SELECTED TEXT START

This is what we consider a "Super-Dalmatian".

Flame/Fire and Harlequin

The "Flame" is also called Fire, but we always refer to it as a Flame.
This is also a morph where people have a lot of opinions about. We will try to explain when we consider a gecko to be a Flame and when we call it a Harlequin.
A Flame is a lesser form of a Harlequin.
The color of the dorsal part and the head of a Flame can be also seen on the lateral part of the body, which is usually darker in color. The lighter color can shimmmer through the darker parts.
The amount of color on the dorsal part defines if it's a Flame or a Harlequin.
If the color is restricted to the lower dorsal and is not seem on the leggs, it's a flame. If the color is also seem on the legs and the upper-dorsal part of the body, then it's a Harlequin.
If the entire dorsal part of the body is almost entirely filled with the same color as on the dorsal part of the body, we call it a "Extreme-Harlequin". If the lateral side is covered with color for about 85-90%, we will call it an extreme Harlequin, but again, it's a thin line between a Harlequin and a Extreme Harlequin.



Extreme Harlequin


The Pinstripe is one of the most distinctive morphs. You can recognize it on the (most of the time) light colored and enlarged spikes alongside the dorsal part of the body. Going from the head to the tail base.
The amount of Pinstripes is often indicated in a percentage. If the pinstripe runs throughout the whole lenght of the dorsal part it's a "100% (or a Full) Pinstripe". If the gecko misses a small part is often still called a Full Pinstripe, but inducated as a "95-99% (Full) Pinstripe".
If the percentage goes below around 90%, it's called a Partial Pinstripe. Even if the geckos has just a fe enlarged and lighter colored spikes it is called a "Partial Pinner".
Within the pinstripe morph there are a few variation.
The Phantom Pinstripe"" is a pinstripe without any other markings on the body. So no flame or harlequin pattern. Ideally the Pinstripe itself should be white. But it can still be a phantom Pinstripe when the spikes are the same color as the rest of the body.
The "Reverse-pinstripe" looks a lot like a normal Pinstripe or a Phantom Pinstripe, But has got a dark stripe on the lateral part of the body, which runs alongside the pinstripe. This line strengthenes the pinstripe even more.
The "Quad-pinstripe" Is also a normal Pistripe but, as an extra this one has not an extra lateral stripe along the sides of the body, between the upper and lower lateral part. This is a recently developed morph.

Partial Pinstripe.

SELECTED TEXT END
STUDY MATERIAL START

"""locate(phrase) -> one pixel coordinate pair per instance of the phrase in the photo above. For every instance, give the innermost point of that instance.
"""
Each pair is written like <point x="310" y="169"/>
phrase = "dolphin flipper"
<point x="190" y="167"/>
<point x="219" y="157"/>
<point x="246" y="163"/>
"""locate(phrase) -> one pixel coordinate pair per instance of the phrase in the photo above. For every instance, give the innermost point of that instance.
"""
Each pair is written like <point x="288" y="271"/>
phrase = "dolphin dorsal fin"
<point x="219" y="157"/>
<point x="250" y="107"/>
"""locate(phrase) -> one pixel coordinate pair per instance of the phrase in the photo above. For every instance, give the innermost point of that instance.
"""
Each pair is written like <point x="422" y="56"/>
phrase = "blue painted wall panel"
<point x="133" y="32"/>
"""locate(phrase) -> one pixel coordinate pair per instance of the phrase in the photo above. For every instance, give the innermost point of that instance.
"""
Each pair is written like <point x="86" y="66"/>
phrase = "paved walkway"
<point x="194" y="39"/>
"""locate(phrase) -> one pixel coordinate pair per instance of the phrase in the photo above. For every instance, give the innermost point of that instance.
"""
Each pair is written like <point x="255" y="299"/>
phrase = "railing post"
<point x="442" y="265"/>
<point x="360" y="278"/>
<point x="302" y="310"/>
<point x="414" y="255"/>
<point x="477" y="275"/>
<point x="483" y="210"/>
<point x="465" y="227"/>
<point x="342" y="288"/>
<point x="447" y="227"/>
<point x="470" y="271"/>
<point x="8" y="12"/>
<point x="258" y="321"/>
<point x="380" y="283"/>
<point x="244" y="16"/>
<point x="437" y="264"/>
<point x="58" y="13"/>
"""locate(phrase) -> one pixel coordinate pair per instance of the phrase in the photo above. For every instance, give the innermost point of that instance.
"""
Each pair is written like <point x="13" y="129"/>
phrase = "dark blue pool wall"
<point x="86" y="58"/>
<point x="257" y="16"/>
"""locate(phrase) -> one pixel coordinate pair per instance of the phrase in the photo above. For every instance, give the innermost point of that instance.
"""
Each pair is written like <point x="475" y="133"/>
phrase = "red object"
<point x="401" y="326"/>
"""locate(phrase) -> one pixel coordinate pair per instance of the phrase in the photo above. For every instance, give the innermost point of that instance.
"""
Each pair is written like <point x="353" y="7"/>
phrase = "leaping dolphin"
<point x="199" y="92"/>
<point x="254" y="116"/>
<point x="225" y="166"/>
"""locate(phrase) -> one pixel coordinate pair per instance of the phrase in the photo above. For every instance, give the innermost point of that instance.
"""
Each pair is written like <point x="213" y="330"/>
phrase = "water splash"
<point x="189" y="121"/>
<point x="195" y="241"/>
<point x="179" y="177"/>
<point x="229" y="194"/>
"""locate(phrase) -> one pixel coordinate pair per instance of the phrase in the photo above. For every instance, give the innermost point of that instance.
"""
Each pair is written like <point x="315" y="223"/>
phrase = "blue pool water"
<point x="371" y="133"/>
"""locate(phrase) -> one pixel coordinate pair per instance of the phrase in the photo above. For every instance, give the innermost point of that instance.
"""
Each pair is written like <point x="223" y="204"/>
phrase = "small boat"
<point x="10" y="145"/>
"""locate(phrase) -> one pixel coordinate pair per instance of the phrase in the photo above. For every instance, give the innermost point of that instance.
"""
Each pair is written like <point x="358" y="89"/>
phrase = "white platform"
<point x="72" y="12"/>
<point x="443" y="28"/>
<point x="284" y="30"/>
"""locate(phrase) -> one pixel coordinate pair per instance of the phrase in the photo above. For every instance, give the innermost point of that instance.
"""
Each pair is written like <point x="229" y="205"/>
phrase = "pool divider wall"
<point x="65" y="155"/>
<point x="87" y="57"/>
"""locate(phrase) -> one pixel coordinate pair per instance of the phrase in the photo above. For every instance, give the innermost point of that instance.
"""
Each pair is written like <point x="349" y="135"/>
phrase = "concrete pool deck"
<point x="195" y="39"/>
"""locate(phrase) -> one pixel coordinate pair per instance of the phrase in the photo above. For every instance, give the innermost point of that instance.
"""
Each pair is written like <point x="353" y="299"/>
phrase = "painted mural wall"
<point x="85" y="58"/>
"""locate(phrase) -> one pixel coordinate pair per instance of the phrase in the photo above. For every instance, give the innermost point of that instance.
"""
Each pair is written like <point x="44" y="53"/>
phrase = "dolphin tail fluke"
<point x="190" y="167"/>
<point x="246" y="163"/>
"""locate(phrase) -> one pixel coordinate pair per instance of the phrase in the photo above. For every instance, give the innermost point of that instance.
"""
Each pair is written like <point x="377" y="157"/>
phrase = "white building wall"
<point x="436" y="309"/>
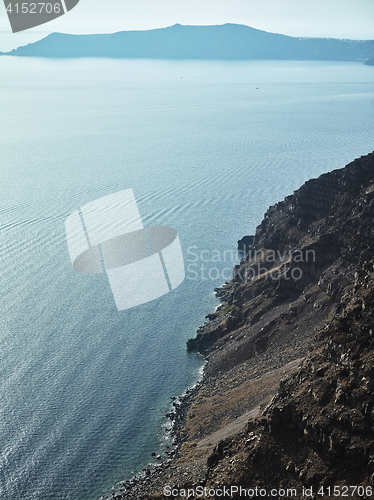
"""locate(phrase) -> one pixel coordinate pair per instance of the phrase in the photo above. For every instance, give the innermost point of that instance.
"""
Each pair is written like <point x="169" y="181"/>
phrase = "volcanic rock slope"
<point x="287" y="398"/>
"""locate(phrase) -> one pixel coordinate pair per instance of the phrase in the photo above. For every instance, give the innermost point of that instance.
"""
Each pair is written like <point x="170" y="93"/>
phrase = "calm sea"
<point x="206" y="148"/>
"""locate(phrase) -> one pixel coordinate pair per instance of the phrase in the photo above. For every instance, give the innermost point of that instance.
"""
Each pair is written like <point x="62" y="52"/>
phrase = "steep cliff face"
<point x="287" y="396"/>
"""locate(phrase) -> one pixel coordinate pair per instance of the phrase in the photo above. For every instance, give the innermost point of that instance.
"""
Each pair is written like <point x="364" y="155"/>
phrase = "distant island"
<point x="223" y="42"/>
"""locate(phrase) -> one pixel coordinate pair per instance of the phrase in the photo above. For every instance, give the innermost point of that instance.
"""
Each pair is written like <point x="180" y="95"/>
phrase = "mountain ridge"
<point x="225" y="42"/>
<point x="286" y="399"/>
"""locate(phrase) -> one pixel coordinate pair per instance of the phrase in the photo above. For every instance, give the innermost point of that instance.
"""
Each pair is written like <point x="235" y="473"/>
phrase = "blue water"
<point x="206" y="148"/>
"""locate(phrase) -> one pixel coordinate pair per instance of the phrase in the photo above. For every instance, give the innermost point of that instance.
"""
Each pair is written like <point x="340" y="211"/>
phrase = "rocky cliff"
<point x="287" y="400"/>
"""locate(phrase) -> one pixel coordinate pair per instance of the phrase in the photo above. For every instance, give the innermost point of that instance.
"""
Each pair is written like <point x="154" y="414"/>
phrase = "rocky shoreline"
<point x="286" y="399"/>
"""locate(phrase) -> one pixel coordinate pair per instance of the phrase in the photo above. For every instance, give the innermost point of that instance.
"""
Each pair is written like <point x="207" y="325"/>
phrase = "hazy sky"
<point x="321" y="18"/>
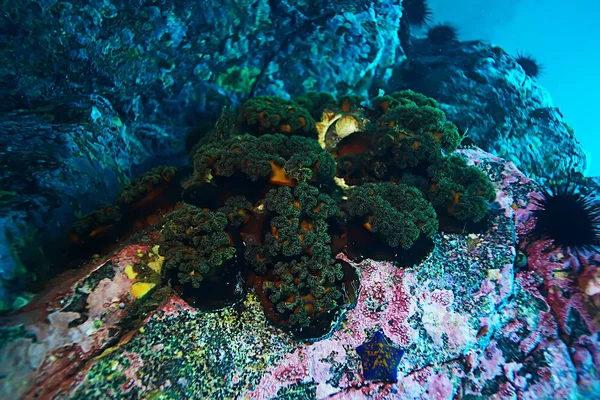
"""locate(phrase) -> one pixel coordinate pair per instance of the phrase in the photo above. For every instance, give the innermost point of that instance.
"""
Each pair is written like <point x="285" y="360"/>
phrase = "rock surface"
<point x="483" y="89"/>
<point x="58" y="162"/>
<point x="157" y="68"/>
<point x="471" y="321"/>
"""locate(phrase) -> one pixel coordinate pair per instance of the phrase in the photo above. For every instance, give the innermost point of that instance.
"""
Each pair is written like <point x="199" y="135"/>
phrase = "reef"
<point x="468" y="320"/>
<point x="358" y="221"/>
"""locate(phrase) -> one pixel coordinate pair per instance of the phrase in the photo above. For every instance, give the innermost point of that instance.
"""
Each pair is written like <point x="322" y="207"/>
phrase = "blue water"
<point x="561" y="35"/>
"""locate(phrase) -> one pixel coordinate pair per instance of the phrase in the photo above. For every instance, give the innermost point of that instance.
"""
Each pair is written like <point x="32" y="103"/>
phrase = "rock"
<point x="58" y="162"/>
<point x="150" y="70"/>
<point x="485" y="91"/>
<point x="467" y="322"/>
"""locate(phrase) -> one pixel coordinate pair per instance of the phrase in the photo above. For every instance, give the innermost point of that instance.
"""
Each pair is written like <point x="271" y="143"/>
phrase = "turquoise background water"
<point x="564" y="36"/>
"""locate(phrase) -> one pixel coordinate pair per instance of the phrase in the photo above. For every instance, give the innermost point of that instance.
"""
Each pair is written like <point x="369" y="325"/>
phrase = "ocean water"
<point x="308" y="199"/>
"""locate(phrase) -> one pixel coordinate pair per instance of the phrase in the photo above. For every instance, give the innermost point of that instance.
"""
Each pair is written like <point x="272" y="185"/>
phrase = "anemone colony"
<point x="274" y="197"/>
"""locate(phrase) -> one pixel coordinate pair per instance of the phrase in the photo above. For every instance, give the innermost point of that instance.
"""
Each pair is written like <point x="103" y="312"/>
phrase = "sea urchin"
<point x="569" y="217"/>
<point x="417" y="12"/>
<point x="530" y="65"/>
<point x="441" y="34"/>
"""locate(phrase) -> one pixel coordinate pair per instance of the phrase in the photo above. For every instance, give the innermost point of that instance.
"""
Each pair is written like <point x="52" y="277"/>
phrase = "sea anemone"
<point x="441" y="34"/>
<point x="417" y="12"/>
<point x="569" y="217"/>
<point x="530" y="65"/>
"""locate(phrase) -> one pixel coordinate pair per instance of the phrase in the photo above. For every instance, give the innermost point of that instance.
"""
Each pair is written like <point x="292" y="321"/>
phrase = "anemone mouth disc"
<point x="418" y="12"/>
<point x="569" y="217"/>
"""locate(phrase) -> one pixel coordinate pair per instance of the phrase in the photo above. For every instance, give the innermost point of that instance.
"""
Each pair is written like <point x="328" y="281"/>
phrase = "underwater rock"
<point x="467" y="322"/>
<point x="484" y="90"/>
<point x="58" y="161"/>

STUDY MATERIAL END

▶ PROBLEMS AND TASKS
A - Retype the gecko morph text starting at "This is also" and ending at "or a Harlequin.".
B - Continue the gecko morph text from its last line.

▶ ANSWER LIST
A -
This is also a morph where people have a lot of opinions about. We will try to explain when we consider a gecko to be a Flame and when we call it a Harlequin.
A Flame is a lesser form of a Harlequin.
The color of the dorsal part and the head of a Flame can be also seen on the lateral part of the body, which is usually darker in color. The lighter color can shimmmer through the darker parts.
The amount of color on the dorsal part defines if it's a Flame or a Harlequin.

B -
90-95% Pinstripe

100% Pinstripe

Phantom Pinstripe

Reverse Pinstripe

Other Morphs and traits.


This is an Orange gecko with a cream/light yellow pattern on the head and dorsal and lateral part.
It's a Flame/Harley morph. It is called after the "Creamsicle" icecream, because of the color.
Nowadays a lot of people offer red animals as Creamsicle, but the gecko needs to be orange to be a true Creamsicle.


This is a term used for a very dark colored geckos with a light or cream colored Flame or Harlequin pattern.


This is Harlequin of Flame with a dark body color and a orange or red Harlequin or Flame pattern.


A Tri-Color is a gecko with 3 distinct colors, like black red/orange and white. Traits like White Fringe, Pinstripes or Portholes don't count as the tird color.

Portholes and White Fringe

Portholes is a term to describe the white spots on the lateral part of the gecko. The spots look a bit like portholes on a boat.
White Fringe is a white line that runs alongside the back of the legs of the gecko.

This is a gecko with both of the traits.


The name crowned is used for a geckos with an enlarged headstructure. The spikes on the head are so big that they hang downwards.


This is a popular name "breeders" use to make a lot of money. We have be short about this morph... In our eyes there is no such thing as a moonglow.
The term is used for light colored geckos in a fired down phase, making them look almost white.
But if these geckos are Fired-up they will be buckskin, yellow or even red.
So don't fall for it....

These are the most commonly seen morphs in ciliatus, and in ur eyes the most important ones.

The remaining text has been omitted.